> **RECORD EXCERPTS**:
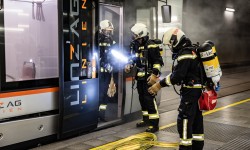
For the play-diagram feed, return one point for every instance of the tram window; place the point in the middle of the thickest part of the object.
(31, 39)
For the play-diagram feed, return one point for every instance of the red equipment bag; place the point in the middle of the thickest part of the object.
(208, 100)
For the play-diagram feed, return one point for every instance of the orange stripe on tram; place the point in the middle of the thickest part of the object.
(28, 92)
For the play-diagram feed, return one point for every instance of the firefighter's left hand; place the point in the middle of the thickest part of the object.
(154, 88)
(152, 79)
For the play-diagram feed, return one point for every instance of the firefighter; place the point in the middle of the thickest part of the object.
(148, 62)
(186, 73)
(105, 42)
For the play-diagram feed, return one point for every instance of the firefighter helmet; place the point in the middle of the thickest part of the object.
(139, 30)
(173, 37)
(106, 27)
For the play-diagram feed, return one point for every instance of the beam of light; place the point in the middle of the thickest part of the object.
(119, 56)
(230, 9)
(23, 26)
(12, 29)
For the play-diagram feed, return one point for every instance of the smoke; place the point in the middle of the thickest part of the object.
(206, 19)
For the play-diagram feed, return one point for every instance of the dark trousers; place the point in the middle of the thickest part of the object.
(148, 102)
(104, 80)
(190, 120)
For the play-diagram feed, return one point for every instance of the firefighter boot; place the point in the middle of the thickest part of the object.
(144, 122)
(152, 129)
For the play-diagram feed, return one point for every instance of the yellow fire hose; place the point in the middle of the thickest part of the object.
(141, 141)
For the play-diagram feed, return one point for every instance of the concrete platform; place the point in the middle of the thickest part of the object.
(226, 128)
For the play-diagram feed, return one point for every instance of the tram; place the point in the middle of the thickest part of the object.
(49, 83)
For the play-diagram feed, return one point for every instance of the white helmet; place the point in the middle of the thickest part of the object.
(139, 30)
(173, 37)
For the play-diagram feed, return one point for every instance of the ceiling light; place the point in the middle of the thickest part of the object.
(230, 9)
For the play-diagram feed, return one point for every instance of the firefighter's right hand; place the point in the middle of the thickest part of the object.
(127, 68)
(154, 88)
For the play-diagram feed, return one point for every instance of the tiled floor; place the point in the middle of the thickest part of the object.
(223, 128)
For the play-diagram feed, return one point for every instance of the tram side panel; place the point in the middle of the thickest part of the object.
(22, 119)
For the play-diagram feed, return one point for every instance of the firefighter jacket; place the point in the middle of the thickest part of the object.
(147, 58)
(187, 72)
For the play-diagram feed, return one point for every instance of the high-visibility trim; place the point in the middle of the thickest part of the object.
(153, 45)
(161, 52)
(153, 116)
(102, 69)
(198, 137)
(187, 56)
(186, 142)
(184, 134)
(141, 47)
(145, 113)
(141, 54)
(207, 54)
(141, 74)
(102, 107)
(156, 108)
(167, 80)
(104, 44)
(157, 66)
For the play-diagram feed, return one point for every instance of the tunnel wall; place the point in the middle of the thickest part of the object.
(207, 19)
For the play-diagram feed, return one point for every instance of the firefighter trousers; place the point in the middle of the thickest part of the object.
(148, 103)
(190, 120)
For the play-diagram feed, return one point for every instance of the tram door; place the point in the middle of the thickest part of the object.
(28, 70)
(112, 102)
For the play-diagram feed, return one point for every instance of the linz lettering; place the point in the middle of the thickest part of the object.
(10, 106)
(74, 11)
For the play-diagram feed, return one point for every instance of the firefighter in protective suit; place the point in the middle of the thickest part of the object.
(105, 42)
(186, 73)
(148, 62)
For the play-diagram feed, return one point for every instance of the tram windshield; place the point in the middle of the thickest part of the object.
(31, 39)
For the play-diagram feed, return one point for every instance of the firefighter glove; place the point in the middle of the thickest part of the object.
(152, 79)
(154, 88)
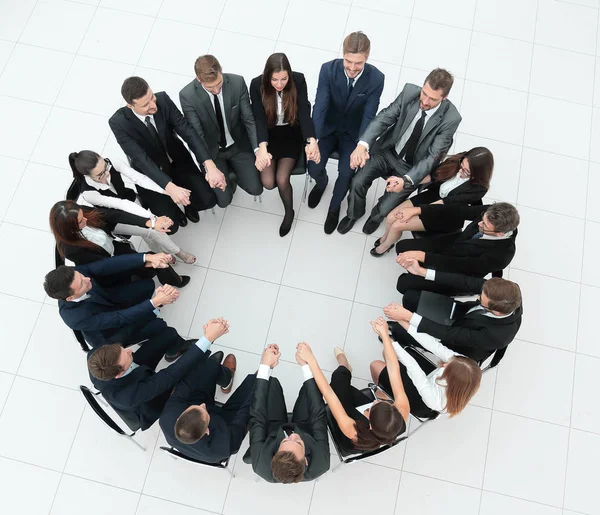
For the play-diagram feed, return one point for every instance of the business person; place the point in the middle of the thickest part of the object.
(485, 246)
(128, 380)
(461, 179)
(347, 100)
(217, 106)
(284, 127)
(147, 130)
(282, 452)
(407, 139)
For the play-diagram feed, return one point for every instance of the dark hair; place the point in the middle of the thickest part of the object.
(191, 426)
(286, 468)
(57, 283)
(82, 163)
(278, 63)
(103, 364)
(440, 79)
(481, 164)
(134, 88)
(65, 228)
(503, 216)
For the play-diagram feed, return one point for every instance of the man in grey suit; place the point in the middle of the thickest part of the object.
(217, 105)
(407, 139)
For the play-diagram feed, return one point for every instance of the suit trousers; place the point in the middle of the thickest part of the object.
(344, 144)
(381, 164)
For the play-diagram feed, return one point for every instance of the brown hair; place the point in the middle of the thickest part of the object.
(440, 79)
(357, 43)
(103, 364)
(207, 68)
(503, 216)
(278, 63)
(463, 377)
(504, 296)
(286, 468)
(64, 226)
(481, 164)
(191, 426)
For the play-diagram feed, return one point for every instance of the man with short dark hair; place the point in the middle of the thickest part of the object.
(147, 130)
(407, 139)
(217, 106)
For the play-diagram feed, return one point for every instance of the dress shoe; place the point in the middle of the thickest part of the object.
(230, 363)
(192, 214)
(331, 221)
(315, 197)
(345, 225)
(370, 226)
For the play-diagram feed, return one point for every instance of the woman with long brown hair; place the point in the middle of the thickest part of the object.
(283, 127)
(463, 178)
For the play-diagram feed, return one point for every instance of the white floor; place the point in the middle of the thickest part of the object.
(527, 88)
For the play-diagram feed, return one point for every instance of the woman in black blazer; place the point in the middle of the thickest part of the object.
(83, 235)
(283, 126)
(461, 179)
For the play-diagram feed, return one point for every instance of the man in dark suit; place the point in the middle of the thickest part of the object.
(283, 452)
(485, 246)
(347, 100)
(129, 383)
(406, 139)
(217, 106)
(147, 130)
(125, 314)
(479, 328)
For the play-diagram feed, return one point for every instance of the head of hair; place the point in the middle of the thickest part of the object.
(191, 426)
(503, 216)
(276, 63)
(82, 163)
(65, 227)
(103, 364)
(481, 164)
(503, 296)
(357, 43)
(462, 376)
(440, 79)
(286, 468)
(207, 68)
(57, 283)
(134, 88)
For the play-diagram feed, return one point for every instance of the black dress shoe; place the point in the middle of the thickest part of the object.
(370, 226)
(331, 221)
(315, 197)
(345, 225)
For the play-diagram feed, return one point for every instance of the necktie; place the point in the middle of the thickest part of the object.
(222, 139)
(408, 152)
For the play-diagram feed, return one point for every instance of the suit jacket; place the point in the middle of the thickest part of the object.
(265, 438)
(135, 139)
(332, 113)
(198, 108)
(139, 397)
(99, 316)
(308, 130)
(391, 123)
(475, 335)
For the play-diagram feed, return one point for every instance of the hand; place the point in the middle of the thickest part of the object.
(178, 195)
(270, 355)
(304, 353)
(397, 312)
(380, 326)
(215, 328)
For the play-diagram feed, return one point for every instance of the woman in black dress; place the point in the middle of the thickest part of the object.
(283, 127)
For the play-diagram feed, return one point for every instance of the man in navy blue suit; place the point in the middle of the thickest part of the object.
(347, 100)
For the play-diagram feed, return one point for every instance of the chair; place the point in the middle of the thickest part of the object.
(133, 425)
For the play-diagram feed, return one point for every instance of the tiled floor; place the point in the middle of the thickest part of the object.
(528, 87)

> **TASK TO CARRY OUT**: From the line holding "in black blazer;" to the last line of the records, quote each line exactly and add nothing.

> **SOLUTION TO THIS PROBLEM**:
For the play-diagram feed, return one point for every instance of the woman in black blazer; place the point in the middle of the thickest part of the object.
(83, 235)
(283, 126)
(461, 179)
For the play-diagram feed, return one point for every instance of the man in dark suit; place the point in the middle of the thickest part of the object.
(283, 452)
(485, 246)
(347, 100)
(129, 383)
(406, 139)
(217, 106)
(147, 130)
(125, 314)
(479, 328)
For the play-diagram feed, return one point for every instance of the head of hair; place the point in the middle of the thickest part of the object.
(191, 426)
(503, 216)
(276, 63)
(82, 163)
(65, 227)
(103, 364)
(481, 164)
(503, 296)
(357, 43)
(462, 376)
(440, 79)
(286, 468)
(207, 68)
(57, 283)
(134, 88)
For the play-diagram feed, return one point for every instance of the black dress shoe; place the point in the middle of the thickest part of the object.
(370, 226)
(331, 221)
(315, 197)
(345, 225)
For the play-diagram feed, return one point for every instance of the necktie; place the point in the middle of the thickest part of the object.
(222, 139)
(408, 152)
For the play-diagram feed, return one point for every instance of the suit jacket; place the point in the middle of the thickest part of the object.
(265, 438)
(135, 139)
(332, 113)
(198, 108)
(139, 397)
(99, 316)
(308, 130)
(391, 123)
(475, 335)
For the play-diagram feed, return one point for every instance of the hand; place the point in the middle of the thickest part of the object.
(178, 195)
(270, 355)
(304, 353)
(397, 312)
(380, 326)
(215, 328)
For the play-diagram feed, return one point for every instance of the woman in black dress; place the point in the middle of the thickest part of the object.
(283, 127)
For the play-diagram feed, return one point for every instance of the man in navy blue suit; place the point in the middle of the thickest part of the object.
(347, 100)
For the play-diagram feed, return one point for every instance of the chair; place the point in the middle of the thickest part of the object.
(133, 425)
For the play-diagram feed, return one point for every instance of the tiled floor; place the point in the middle of the thickest part of the object.
(528, 87)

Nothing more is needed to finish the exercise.